# EXTRAIT CHOISI
Hier, ça a fait un an. Un an de blog. Depuis quelque temps
je me demandais ce que je ferais pour mes un an. Un billet très
spécial, un truc qui pète, qui ferait date quoi. Un vrai truc de miss.
Et puis… Et puis j'ai oublié. Faut le faire, non ? En même temps, à
bien y réfléchir, cette histoire de pièce de théâtre, dans le genre
cadeau d'anniversaire, je me demande si ça n'est pas ce qui se fait de
mieux. Alors voilà, je n'en ferai pas plus. Ah, si. Pour marquer le
coup, voici le premier billet de "Pensées d'une ronde". C'est avec ce
texte que tout a commencé. C'est parce que je ne savais pas quoi en
faire que j'ai décidé d'ouvrir un blog. A le relire, je crois que je ne
l'aime plus trop. Aujourd'hui, je ne l'écrirais pas comme ça. Il serait
moins triste pour la bonne raison que je suis moins triste. Pas plus
mince – au contraire – pas mieux foutue. Pas beaucoup plus à l'aise
dans un magasin de fringues. Mais juste plus légère. Et ça, c'est grâce
à vous. Alors voilà, j'espère qu'on va faire encore un petit bout de
chemin ensemble. Je fais aussi un petit clin d'oeil à Mlle Vie, ma
première lectrice, qui connait les affres de la cabine et qui a la
grâce d'en rire.
La cabine
Il y a des périodes où il m’est impossible d’entrer. Le simple fait
de regarder les vitrines est douloureux. Et puis il y a les jours
fastes, quand l’aiguille hésite et passe en dessous du poids maximum.
Alors je me risque parfois à franchir le pas de la porte. Je m’arrange
pour passer derrière une autre, en espérant qu’Elle ne me verra pas.

# MATÉRIEL FOURNI
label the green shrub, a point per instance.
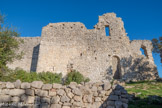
(46, 77)
(75, 76)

# À FAIRE
**a)** Traduisez en anglais cette phrase de l'extrait choisi : « C'est avec ce texte que tout a commencé. »
**b)** Répondez brièvement, d'après l'extrait choisi :
(i) Depuis combien de temps le blog existe-t-il ?
(ii) Quel titre porte le premier billet de « Pensées d'une ronde » reproduit dans l'extrait ?
(iii) Qui est présentée comme la première lectrice ?
**c)** Reproduisez à l'identique le passage de l'extrait choisi en partant de « Hier, ça a fait » et en allant jusqu'à « truc de miss. » inclus.

# RÉPONSES RÉDIGÉES
**a)** It was with this text that everything began.

**b)**
(i) Un an.
(ii) « La cabine ».
(iii) Mlle Vie.

**c)**
Hier, ça a fait un an. Un an de blog. Depuis quelque temps
je me demandais ce que je ferais pour mes un an. Un billet très
spécial, un truc qui pète, qui ferait date quoi. Un vrai truc de miss.